§ Instructions for the task: Quote the movie review below from "The only thing" to "just got annoying).", word for word.

§ Page:
------------------------------------------------------------------------

If Beale Street Could Talk
Barry Jenkins movie Moonlight won a few Oscars (including that confusing “best picture” award). It was good, not great. I was eager to see how Jenkins would sink his teeth into a James Baldwin book from the early ‘70s. Now the confusion is…why critics are praising it.
The only thing in this movie worthy of praise, is how beautifully it’s shot. Oh, and the costume design. Some of the shots, with the leaves of the tree framing the lovely couple, looked splendid. Everything else is awful.
Anybody that isn’t just looking for an excuse to hate cops and the criminal justice system, will watch this and wonder why they did. It has simplistic characterizations. It has a light, jazzy musical score that I loved hearing in the trailers, but the film relied on too heavily to evoke emotion (instead, it just got annoying).
Many scenes felt like a stage play, instead of authentic characters.

------------------------------------------------------------------------

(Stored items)
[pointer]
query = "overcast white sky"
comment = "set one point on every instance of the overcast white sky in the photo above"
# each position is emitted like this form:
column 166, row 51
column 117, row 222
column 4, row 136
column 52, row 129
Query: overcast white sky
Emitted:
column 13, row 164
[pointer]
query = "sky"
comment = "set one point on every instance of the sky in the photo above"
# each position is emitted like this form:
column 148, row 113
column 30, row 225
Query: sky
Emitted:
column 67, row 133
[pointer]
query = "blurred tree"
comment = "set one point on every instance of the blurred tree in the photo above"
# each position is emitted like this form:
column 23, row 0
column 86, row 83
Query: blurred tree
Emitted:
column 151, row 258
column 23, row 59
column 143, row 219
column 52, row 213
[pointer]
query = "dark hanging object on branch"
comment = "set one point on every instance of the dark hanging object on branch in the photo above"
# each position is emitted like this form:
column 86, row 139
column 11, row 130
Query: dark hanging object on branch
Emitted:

------------------------------------------------------------------------

§ Task result:
The only thing in this movie worthy of praise, is how beautifully it’s shot. Oh, and the costume design. Some of the shots, with the leaves of the tree framing the lovely couple, looked splendid. Everything else is awful.
Anybody that isn’t just looking for an excuse to hate cops and the criminal justice system, will watch this and wonder why they did. It has simplistic characterizations. It has a light, jazzy musical score that I loved hearing in the trailers, but the film relied on too heavily to evoke emotion (instead, it just got annoying).